__Work to complete__
Below are lines of data; give the number of them that contain "Circle", and only that.

Free-text object descriptions
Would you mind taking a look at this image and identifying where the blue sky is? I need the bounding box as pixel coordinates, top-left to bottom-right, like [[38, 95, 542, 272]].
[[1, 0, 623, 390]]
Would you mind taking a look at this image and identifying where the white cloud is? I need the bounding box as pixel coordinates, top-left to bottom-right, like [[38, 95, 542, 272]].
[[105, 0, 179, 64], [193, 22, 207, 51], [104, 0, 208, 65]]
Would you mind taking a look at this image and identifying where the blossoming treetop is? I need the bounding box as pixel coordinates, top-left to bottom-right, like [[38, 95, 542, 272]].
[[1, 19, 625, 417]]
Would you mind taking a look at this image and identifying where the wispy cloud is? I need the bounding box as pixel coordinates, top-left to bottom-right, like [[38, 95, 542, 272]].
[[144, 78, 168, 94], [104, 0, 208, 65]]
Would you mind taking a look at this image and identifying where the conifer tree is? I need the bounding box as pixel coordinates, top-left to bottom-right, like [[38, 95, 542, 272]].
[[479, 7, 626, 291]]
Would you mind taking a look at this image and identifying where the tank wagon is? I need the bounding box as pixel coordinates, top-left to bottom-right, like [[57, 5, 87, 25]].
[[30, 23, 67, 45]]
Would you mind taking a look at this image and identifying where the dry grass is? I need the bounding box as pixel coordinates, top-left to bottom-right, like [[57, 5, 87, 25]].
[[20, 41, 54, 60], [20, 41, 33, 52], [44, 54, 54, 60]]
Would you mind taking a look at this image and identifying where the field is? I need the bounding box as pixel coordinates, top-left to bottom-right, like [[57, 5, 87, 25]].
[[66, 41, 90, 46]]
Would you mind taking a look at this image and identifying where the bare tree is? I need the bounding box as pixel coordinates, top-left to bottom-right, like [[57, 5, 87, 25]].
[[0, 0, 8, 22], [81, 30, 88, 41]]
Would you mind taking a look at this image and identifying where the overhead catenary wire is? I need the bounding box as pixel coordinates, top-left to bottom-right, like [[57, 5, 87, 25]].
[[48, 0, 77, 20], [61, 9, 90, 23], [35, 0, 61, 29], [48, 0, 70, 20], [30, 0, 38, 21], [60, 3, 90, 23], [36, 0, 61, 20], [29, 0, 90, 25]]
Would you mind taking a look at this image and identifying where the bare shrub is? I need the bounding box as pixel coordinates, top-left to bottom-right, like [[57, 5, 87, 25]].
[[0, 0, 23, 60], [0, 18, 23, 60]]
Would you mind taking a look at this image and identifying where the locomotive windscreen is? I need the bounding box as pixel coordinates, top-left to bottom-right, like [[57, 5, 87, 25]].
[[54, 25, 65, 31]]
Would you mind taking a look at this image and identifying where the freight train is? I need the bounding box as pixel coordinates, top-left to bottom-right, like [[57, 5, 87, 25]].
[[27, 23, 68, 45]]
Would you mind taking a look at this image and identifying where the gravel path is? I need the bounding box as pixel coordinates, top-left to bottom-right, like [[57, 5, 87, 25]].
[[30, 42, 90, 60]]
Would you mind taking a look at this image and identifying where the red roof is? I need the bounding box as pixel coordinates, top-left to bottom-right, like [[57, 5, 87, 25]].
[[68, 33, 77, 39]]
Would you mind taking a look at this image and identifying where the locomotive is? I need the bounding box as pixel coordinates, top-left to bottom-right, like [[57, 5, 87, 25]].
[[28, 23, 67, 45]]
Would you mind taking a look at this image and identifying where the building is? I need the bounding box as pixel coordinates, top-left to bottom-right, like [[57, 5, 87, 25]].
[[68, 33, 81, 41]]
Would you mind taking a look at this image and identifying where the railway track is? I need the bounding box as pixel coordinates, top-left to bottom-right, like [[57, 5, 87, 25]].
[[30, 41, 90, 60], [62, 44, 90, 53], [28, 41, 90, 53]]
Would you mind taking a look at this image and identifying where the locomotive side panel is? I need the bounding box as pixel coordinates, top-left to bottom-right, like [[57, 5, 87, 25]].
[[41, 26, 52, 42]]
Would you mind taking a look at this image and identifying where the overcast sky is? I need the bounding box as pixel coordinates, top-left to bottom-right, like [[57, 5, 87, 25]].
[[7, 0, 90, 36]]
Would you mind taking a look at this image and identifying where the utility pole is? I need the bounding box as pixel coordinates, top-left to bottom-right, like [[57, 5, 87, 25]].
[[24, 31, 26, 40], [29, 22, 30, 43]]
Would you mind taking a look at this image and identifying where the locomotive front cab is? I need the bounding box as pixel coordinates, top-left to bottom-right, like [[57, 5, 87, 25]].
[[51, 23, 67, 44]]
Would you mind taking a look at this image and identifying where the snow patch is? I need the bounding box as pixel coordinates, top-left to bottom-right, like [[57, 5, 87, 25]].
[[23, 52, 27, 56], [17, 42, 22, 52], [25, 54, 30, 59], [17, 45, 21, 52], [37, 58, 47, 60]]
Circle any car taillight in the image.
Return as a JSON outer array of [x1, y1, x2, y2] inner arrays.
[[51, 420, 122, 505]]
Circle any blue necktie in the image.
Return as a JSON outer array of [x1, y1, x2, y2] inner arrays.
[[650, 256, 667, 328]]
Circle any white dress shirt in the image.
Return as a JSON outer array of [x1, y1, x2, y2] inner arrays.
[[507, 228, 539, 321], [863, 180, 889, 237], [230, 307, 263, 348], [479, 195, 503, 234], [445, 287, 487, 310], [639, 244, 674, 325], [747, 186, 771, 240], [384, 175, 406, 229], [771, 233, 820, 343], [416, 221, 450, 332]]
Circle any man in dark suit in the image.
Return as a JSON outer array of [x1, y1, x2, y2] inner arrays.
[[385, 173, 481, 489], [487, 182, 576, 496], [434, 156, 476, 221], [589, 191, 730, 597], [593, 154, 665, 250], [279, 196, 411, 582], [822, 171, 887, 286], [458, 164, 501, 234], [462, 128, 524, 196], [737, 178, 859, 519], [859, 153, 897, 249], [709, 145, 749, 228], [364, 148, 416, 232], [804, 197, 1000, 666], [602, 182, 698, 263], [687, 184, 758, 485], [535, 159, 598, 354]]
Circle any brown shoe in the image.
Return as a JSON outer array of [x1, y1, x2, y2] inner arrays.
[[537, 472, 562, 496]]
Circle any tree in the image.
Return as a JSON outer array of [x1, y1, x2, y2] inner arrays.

__Task result__
6